### EXTRACTED INFORMATION
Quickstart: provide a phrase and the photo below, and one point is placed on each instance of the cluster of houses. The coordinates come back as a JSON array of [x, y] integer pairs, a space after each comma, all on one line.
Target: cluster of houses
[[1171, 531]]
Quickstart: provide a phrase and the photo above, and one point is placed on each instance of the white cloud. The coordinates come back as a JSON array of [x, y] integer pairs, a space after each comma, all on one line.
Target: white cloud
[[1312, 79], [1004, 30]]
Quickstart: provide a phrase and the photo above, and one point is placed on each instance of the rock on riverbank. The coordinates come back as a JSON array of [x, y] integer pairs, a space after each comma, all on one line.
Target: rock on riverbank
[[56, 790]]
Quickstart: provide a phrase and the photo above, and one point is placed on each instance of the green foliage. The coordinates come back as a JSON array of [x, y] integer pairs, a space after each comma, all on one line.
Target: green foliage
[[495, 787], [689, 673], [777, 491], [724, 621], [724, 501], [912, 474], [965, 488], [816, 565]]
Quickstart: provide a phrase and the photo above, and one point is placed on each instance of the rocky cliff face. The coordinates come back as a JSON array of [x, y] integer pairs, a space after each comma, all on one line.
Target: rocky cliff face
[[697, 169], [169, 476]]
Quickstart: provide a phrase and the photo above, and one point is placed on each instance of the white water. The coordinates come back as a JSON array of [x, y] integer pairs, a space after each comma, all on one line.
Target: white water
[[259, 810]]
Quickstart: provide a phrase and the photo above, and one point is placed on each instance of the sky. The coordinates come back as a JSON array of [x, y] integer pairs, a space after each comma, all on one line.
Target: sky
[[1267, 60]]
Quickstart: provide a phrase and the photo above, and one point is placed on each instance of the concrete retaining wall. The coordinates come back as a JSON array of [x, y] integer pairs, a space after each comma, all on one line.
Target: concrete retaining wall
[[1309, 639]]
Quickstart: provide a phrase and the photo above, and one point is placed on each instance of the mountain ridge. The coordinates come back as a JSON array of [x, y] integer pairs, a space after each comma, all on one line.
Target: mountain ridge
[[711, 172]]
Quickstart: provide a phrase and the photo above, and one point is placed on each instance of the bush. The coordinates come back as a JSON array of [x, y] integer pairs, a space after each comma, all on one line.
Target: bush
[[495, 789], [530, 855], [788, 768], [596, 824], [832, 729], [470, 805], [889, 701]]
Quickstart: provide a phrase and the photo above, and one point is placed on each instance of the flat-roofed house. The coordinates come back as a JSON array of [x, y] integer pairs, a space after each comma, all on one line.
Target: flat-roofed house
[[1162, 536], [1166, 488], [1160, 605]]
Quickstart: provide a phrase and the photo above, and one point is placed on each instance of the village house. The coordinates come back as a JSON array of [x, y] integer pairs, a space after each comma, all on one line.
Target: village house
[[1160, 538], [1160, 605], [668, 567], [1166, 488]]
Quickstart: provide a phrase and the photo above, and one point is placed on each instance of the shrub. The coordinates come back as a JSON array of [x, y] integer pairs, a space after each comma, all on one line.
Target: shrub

### EXERCISE DESCRIPTION
Rewrite all of the data above as a numbered list with one line per item, and leave out any blank lines.

### RESULT OF THIS TASK
1. Quickstart: provide a phrase and the photo below, and one point is placed on each instance of the cluster of houses. The coordinates come back as a JSON array of [x, y] integer pairs, a space after each comma, all on one line.
2. Target: cluster of houses
3. [[1171, 531]]
4. Quickstart: provide a phrase and the photo above, and one point is placed on each instance of the white cloud. The coordinates come back as a JSON array of [x, y] integer pairs, a space after each comma, all on one line.
5. Target: white cloud
6. [[1312, 79], [1004, 30]]
7. Quickstart: provide a phrase and the photo above, and one point is placed on each instance of the rock on riverbank. The coordinates come back as a JSON array of [x, y] integer pairs, a space after each comma, all on one line.
8. Target: rock on riverbank
9. [[56, 790]]
10. Quickstart: provide a phrase and the photo above, and one point is placed on each instance of the green foliage. The coordinates come back as a JSON array of [x, y] integer pairs, a space after each comma, all on one line.
11. Target: green foliage
12. [[495, 787], [689, 673], [777, 491], [724, 621], [724, 501], [912, 474], [965, 488], [816, 565]]
13. Quickstart: provide a phrase and the photo above, and one point is placed on each instance of the rocky cliff face. The coordinates come back as a JSON array of [x, y] integer pairs, a space after each comma, all on one line.
14. Target: rocky cliff face
15. [[697, 169], [169, 476]]
16. Quickstart: provide a phrase and the photo above, and one point is placed on each instance of the white water. The coordinates come back as a JSON array of [x, y] integer pairs, a space after each comma, all on one line.
17. Target: white water
18. [[259, 810]]
19. Quickstart: provide a phrase and the photo above, and one point is placed on each instance of the sky. The coordinates come back as a JSON array of [x, y] integer pairs, a space after each comma, all on one line.
20. Target: sky
21. [[1267, 60]]
22. Quickstart: provide a phrase and the photo above, and one point is placed on each instance of the concrete retaining wall. The coordinates come back as a JSON array of [x, y] integer pairs, a space after each comma, all on one line.
23. Target: concrete retaining wall
24. [[1309, 639]]
25. Quickstart: provide a phrase and the photo above, and one point is placed on each instance of the mountain ridge. The coordinates come back as a JSON array of [x, y] integer pairs, a space after each comma, all on one line.
26. Target: mountain ridge
27. [[711, 172]]
28. Quickstart: provide a phrase and the photo above, and one point is placed on each instance of the bush. The coordinates come back as a JSON array of [x, y] integer pairs, a space after each comma, all on one line.
29. Target: bush
30. [[495, 789], [530, 855], [788, 768], [596, 824], [832, 729], [470, 805], [889, 701]]
31. Quickstart: provide a phrase and the photo above, and one point is placed on each instance of the flat-roofed house. The coordinates come back as a JSON array of [x, y] integer pairs, a space after each comma, all on one line.
32. Target: flat-roofed house
33. [[1162, 536], [1166, 488], [1160, 605]]
34. Quickstart: provide a phrase and the photo above, and one point is placed on each instance of the village house. The coordinates come back as a JSON array of [x, y] integer pairs, a space after each comma, all on one line.
35. Target: village house
36. [[1160, 538], [1160, 605], [668, 567], [1166, 488]]
37. Quickstart: provide a phrase and the photo above, and one point is placed on each instance of the shrub. The coordinates come back as a JSON array of [x, y] integer pairs, a space after each comma, all on one line.
38. Target: shrub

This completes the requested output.